- [WHAT IS BEING ASKED]
Please report how many lines below contain "with", writing nothing except the number.

Point localization data:
────────────────

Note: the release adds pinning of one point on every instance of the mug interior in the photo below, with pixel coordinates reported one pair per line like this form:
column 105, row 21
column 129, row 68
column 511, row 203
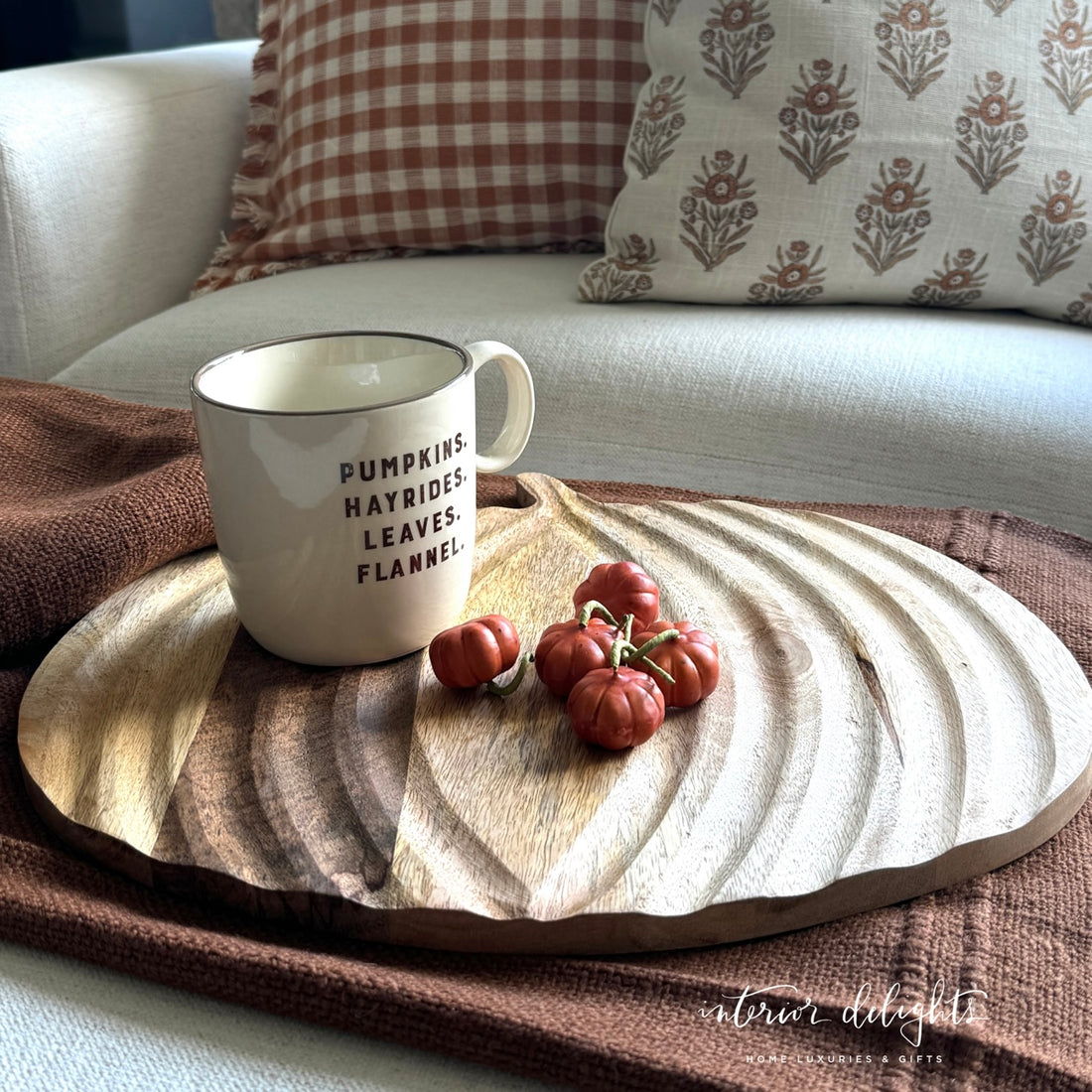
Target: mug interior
column 330, row 372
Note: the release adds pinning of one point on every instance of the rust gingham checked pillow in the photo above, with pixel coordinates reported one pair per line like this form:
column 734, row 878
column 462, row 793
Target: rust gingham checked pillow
column 400, row 127
column 928, row 153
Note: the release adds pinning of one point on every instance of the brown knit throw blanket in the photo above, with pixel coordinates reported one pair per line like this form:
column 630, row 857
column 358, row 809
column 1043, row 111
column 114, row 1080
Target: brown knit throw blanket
column 94, row 492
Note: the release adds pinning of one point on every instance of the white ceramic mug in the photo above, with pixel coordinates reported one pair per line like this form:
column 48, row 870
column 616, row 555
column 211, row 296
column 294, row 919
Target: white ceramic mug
column 341, row 469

────────────────

- [TASK RESULT]
4